_WHAT IS EXPECTED_
Count the lines in the items below that contain the string "bridge", treating uppercase and lowercase as different. Give only the number.

-- DATA start --

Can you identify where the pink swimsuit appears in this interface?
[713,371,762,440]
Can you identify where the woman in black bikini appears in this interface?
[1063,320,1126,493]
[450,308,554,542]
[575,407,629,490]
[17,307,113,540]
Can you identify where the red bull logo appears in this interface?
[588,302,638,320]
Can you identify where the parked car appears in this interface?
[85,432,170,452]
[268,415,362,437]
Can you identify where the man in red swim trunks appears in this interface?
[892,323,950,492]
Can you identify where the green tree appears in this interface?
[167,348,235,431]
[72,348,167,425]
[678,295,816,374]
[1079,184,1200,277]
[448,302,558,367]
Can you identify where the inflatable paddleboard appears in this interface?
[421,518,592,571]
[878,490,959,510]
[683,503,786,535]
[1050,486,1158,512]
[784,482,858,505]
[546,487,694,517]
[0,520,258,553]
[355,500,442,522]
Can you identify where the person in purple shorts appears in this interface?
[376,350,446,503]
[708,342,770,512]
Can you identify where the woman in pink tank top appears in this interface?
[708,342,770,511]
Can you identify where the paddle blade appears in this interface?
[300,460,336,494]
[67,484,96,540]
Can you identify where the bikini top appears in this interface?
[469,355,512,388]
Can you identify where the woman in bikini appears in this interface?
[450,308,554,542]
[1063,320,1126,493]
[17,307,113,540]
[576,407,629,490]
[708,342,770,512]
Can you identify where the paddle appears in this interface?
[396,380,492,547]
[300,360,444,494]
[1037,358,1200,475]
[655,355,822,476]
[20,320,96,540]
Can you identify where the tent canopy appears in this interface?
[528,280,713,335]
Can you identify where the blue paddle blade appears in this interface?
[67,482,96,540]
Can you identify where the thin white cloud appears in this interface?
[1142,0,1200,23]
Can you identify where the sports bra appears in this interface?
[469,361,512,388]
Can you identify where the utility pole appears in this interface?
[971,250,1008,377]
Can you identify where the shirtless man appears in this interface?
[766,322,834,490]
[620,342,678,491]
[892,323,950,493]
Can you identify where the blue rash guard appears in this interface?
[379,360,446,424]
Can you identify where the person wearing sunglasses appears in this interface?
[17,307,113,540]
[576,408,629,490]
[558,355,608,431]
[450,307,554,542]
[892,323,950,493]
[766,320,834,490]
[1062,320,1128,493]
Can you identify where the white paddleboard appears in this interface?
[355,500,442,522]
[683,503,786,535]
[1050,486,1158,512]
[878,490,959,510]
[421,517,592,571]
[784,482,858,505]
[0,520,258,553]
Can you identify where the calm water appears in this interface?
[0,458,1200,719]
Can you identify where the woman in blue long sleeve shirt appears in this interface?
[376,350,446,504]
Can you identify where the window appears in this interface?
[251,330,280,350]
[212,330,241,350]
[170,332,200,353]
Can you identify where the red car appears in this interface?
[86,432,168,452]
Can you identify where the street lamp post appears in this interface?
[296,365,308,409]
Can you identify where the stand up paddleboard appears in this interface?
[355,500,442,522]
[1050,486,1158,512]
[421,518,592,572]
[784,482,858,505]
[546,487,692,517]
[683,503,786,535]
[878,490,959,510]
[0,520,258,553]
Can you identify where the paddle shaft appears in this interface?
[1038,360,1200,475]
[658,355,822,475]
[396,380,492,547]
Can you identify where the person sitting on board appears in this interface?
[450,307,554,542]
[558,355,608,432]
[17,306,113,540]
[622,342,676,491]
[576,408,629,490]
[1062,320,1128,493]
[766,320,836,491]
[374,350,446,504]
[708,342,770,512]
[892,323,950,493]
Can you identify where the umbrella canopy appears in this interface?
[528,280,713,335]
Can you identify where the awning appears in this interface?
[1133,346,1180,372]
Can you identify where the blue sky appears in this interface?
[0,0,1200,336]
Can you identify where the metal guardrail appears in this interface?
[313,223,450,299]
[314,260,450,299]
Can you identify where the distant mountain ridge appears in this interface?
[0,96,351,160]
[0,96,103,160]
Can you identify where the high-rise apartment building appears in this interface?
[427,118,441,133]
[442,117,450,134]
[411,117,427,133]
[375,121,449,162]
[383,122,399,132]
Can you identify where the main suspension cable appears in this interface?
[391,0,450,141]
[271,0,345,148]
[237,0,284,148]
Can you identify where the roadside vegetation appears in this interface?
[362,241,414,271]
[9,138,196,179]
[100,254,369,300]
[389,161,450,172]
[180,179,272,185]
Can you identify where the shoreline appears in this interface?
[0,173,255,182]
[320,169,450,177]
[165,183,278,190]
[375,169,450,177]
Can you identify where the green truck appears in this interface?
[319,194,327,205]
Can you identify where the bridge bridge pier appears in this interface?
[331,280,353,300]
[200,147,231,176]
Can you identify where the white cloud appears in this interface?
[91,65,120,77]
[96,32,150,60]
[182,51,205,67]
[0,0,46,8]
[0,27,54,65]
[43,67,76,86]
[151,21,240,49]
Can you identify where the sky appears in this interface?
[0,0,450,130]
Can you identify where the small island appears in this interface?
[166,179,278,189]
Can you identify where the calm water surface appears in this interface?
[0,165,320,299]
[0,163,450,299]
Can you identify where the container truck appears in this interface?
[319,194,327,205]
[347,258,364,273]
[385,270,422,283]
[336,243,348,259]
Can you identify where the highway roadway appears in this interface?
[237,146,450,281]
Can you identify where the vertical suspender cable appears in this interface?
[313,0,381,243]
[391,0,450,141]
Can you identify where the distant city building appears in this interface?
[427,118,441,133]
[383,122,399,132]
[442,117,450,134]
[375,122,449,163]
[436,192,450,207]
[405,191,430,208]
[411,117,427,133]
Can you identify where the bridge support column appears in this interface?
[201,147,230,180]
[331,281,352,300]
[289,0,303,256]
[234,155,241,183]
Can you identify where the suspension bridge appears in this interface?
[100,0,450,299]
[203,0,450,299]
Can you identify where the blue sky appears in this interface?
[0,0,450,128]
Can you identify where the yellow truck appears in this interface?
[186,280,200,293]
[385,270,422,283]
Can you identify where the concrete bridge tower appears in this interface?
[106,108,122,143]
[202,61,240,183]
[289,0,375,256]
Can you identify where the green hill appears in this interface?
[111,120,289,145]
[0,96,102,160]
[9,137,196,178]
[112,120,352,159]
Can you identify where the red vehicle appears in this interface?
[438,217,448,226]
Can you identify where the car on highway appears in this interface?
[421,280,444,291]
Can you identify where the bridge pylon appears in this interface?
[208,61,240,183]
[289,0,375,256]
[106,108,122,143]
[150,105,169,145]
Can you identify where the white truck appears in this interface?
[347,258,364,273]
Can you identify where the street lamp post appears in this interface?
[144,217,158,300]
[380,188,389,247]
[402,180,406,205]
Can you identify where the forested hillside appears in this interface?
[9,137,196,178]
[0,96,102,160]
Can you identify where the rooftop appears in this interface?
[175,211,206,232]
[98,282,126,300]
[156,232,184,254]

-- DATA end --

_SOLVED EXERCISE_
5